_What the task requires_
Copy out exactly the lines from the one containing "Annotation task — annotate the nurse's eye" through the end of the records, and no pictures.

_Input material_
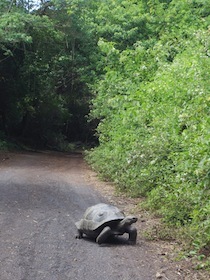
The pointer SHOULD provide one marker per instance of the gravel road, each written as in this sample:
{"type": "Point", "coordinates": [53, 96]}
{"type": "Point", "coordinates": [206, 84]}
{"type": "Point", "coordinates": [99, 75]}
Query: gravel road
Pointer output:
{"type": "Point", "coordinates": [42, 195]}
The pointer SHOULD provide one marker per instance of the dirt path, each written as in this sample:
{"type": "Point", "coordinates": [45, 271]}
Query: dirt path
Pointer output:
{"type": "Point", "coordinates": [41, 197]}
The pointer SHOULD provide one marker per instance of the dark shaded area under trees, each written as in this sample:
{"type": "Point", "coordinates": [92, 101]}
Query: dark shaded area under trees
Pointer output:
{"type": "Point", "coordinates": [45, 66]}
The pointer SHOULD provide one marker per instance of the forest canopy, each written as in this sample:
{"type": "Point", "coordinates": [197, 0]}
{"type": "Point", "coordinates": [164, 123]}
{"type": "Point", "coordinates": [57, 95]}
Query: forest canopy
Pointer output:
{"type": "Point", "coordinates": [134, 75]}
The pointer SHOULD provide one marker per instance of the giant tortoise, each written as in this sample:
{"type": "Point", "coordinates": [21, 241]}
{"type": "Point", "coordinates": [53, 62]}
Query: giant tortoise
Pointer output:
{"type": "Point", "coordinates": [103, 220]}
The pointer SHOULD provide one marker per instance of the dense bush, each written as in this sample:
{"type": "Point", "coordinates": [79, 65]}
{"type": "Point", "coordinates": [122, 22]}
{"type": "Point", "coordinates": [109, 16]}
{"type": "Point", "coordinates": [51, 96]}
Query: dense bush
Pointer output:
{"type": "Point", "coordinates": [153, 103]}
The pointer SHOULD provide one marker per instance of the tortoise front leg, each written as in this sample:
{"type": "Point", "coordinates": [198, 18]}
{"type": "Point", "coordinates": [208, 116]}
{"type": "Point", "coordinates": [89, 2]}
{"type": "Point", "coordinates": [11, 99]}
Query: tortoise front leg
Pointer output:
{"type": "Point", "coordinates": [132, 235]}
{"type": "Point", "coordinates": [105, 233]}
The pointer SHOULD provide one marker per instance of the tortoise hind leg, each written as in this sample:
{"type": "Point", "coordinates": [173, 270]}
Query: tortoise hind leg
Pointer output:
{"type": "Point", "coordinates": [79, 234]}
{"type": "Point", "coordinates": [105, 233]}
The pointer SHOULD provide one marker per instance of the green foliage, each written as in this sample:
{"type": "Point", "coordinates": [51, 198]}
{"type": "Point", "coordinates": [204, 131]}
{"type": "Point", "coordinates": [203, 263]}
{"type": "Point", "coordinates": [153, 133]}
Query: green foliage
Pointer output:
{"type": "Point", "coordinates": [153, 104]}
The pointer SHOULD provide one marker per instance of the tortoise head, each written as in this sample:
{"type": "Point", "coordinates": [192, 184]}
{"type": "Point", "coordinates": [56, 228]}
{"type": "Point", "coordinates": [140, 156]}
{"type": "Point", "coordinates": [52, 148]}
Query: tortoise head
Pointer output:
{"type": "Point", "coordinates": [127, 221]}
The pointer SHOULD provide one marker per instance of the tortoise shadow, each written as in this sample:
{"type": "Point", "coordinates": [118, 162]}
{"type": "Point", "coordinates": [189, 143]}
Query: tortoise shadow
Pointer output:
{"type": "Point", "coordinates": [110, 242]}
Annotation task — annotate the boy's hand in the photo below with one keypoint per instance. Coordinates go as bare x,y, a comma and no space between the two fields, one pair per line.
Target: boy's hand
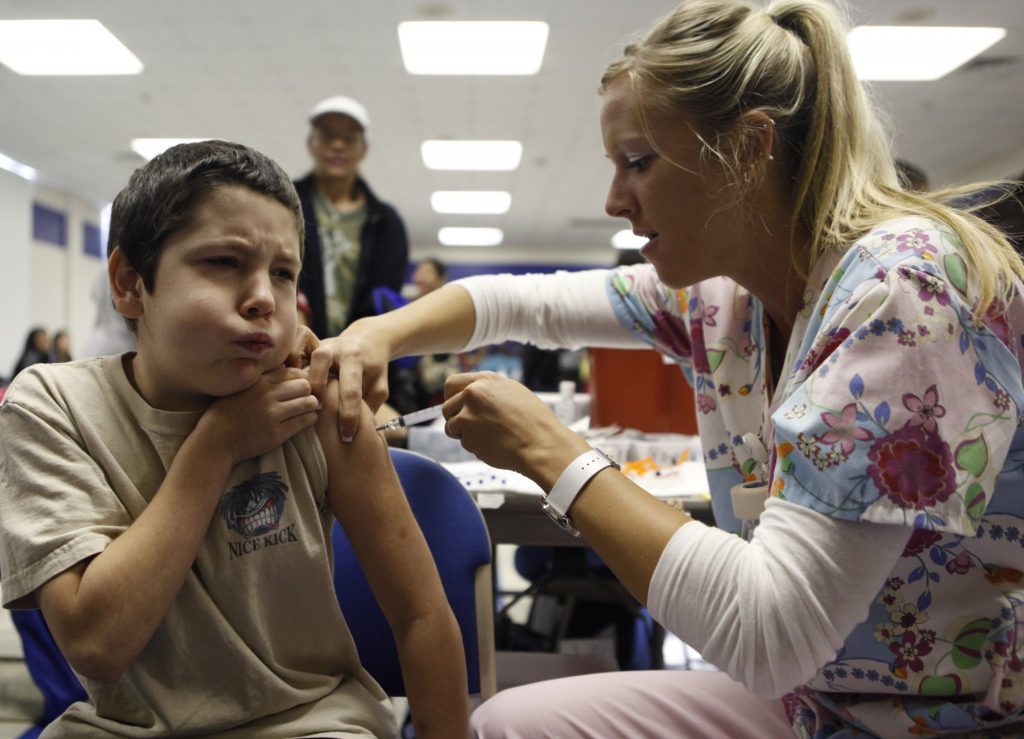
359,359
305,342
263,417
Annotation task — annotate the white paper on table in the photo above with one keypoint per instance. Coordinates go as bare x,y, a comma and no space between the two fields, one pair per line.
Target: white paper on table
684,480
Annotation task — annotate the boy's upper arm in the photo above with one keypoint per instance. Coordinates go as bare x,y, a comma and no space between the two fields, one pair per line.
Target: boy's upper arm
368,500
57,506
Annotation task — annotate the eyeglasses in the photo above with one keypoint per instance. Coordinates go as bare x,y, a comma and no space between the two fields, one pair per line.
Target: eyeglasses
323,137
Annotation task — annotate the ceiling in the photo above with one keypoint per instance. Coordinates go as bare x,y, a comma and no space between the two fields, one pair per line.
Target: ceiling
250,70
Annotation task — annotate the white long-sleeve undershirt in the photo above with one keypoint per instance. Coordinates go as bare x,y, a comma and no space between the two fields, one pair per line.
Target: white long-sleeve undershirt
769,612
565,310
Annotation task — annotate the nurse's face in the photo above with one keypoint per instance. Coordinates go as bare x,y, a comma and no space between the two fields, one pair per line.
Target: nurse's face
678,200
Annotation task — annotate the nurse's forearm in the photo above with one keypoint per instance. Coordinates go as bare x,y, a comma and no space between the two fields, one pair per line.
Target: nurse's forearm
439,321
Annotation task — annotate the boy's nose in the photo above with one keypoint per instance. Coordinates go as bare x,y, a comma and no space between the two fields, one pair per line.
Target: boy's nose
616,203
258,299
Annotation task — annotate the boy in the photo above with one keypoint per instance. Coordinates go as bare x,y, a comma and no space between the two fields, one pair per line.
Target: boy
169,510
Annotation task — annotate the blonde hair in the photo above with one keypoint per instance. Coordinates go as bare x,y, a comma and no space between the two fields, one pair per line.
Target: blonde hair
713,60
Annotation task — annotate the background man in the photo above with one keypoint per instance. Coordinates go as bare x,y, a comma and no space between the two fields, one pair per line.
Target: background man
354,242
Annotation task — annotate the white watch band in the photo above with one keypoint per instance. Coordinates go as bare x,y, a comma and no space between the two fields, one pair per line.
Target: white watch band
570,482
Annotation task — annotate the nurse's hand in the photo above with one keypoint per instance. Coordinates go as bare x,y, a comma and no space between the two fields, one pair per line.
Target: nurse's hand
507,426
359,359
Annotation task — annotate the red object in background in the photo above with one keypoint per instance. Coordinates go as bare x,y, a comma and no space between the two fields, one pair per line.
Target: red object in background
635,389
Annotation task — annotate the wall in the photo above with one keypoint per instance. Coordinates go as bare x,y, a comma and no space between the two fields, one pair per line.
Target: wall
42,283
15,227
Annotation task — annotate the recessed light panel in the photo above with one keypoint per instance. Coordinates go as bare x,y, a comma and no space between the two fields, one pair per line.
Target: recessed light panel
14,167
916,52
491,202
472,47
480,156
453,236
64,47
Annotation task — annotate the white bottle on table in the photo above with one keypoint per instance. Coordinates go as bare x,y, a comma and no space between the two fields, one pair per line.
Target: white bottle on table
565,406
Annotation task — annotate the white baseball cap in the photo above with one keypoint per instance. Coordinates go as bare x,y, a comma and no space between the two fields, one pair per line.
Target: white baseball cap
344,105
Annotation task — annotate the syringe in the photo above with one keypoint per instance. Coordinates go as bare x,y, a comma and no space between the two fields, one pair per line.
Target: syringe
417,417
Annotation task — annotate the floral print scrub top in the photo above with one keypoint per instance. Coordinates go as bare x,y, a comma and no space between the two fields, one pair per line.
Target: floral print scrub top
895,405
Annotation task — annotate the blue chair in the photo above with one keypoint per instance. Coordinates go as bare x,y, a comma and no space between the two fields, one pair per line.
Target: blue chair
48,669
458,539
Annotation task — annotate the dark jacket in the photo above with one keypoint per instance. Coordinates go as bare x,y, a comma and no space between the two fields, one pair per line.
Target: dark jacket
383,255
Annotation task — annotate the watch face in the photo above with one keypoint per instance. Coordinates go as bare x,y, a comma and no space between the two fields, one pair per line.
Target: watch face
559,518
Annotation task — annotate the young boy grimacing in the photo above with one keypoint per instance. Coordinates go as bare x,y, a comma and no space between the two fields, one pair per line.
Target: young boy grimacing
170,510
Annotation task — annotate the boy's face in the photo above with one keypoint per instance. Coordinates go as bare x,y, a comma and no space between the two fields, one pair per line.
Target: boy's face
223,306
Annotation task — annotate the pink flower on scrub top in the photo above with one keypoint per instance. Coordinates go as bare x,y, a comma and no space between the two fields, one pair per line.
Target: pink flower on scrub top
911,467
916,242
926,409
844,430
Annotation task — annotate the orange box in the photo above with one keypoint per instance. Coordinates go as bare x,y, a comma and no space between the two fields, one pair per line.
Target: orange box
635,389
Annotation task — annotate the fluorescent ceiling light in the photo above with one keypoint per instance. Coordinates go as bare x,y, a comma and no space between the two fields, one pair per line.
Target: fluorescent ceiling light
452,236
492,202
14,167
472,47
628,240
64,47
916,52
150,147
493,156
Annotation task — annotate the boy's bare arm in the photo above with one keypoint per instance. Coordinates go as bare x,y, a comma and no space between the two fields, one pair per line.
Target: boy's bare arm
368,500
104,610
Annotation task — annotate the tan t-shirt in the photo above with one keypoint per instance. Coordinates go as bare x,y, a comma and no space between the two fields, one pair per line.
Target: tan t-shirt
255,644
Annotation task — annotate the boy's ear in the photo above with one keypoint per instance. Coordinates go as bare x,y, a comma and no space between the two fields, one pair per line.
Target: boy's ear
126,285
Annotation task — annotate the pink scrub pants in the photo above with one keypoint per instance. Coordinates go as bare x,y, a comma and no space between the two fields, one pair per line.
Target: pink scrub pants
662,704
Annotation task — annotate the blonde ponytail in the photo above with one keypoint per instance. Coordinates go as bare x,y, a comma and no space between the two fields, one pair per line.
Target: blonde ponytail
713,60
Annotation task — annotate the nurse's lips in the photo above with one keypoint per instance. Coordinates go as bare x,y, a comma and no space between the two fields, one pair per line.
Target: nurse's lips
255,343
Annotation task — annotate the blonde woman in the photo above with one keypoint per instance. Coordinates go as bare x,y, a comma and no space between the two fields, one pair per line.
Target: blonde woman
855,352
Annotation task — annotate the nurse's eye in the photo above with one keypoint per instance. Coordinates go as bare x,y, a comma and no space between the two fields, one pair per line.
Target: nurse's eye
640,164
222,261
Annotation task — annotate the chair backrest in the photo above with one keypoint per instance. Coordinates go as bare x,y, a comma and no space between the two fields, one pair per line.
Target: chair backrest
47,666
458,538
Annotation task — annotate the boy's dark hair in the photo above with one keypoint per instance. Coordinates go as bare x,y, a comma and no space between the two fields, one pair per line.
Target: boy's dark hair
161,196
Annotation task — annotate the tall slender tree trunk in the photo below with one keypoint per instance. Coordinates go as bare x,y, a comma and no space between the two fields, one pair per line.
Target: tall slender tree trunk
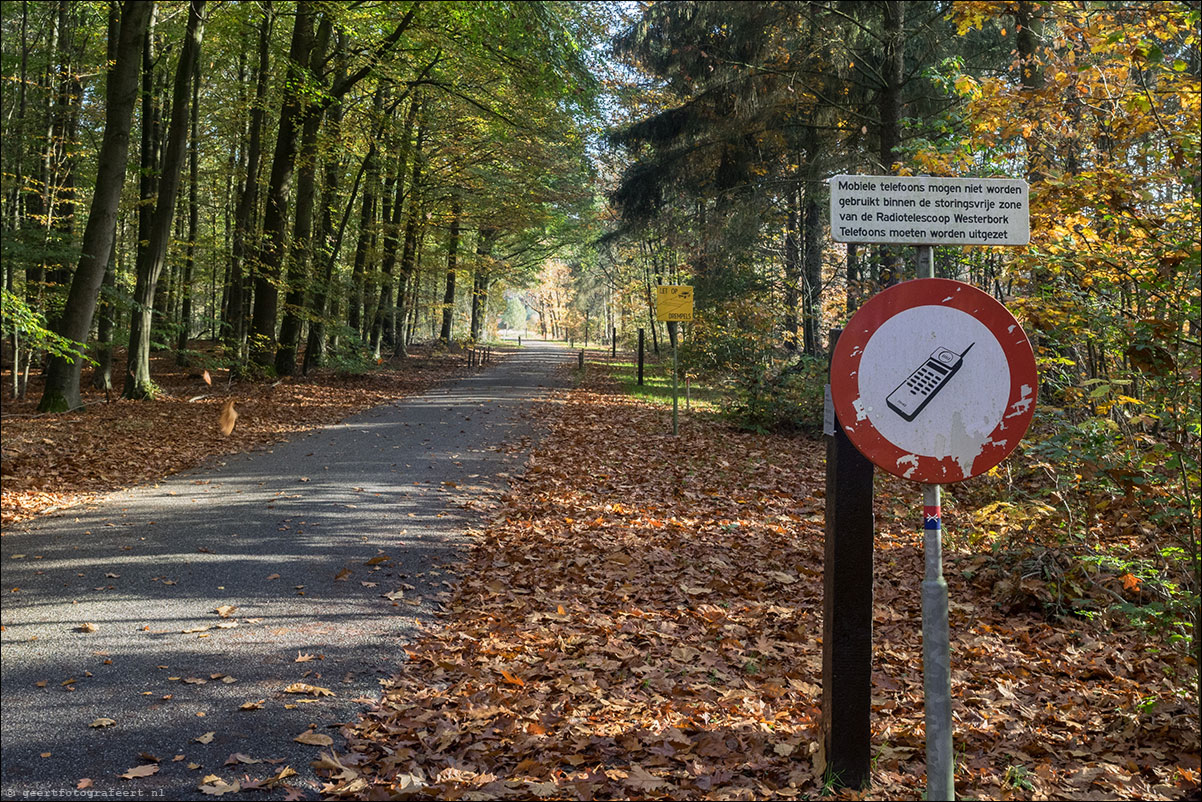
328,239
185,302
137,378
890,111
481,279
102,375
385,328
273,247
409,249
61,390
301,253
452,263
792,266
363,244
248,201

_Reply_
Annotation task — annotate the nurse's eye in the photo above with one keypoint per instance. Coordinates go as bare x,y, a comma and no space between the two fields, one pair per line.
Target: nurse's eye
640,164
222,261
Annotation task — annotate the chair backrest in the photo above with one keypoint per instance. Coordinates go as bare x,y, a comma and no space between the two fields, one pair per line.
Target: chair backrest
47,666
458,538
Annotation task — annotate the boy's dark hair in the photo above with one keypoint per instance. Coordinates go as bare x,y, a comma and no space between the two fields, one pair per line.
Target: boy's dark hair
161,196
Annotation task — annotate the tall slender tree trunk in the photo below with one keypoint per instance. Coordinates go as bare x,y, a comma and no space between the two fields, one pair per line.
Target: tall slender tree trunk
328,239
185,302
137,378
890,111
481,279
102,375
385,328
273,247
409,249
61,390
301,253
452,263
792,266
363,244
248,201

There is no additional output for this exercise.